Image point annotation entries
## START

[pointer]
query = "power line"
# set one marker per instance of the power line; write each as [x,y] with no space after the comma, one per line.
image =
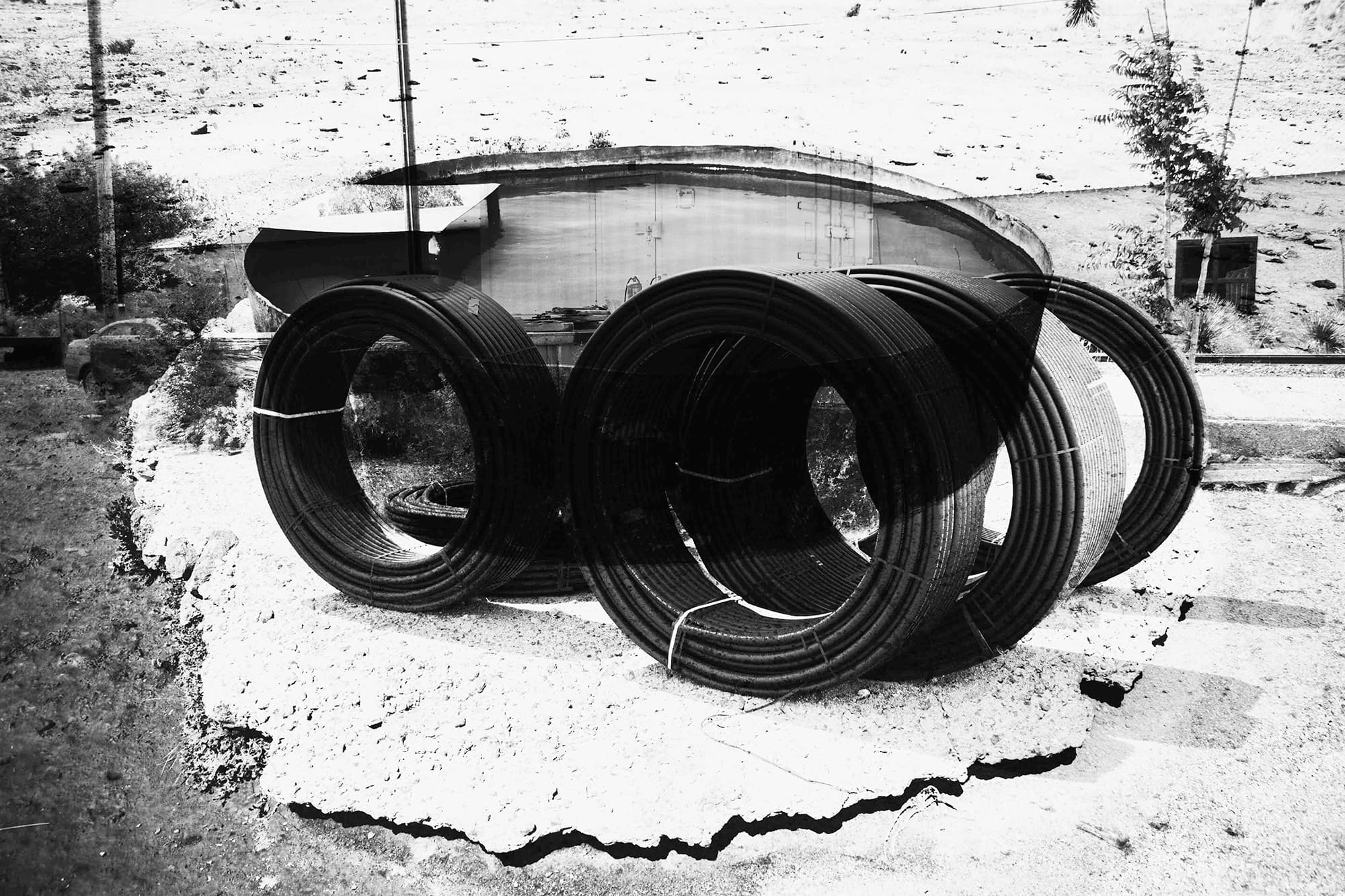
[1242,58]
[638,34]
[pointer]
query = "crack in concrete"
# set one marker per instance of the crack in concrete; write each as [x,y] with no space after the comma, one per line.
[1108,690]
[553,841]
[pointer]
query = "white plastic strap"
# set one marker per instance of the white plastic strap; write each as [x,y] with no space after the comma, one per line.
[732,599]
[681,619]
[303,413]
[726,479]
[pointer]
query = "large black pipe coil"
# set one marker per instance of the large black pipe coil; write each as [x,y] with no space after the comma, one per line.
[1066,450]
[626,456]
[1169,400]
[1062,435]
[435,512]
[510,405]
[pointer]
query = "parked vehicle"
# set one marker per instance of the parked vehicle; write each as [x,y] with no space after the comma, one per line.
[137,349]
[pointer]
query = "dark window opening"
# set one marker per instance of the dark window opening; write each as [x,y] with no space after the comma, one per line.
[1233,271]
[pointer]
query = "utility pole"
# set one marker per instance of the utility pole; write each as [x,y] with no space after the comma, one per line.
[404,73]
[103,169]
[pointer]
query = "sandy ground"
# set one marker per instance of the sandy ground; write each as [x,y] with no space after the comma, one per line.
[989,101]
[1221,772]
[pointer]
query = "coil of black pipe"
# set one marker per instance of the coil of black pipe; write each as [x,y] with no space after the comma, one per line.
[1065,444]
[430,512]
[625,456]
[510,405]
[434,513]
[1169,401]
[1034,378]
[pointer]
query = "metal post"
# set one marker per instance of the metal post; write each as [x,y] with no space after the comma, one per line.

## END

## STATED TASK
Count the lines in the material above that contain the string "coil", matching case exactly, and give only the number.

## WRITTEN REPLY
4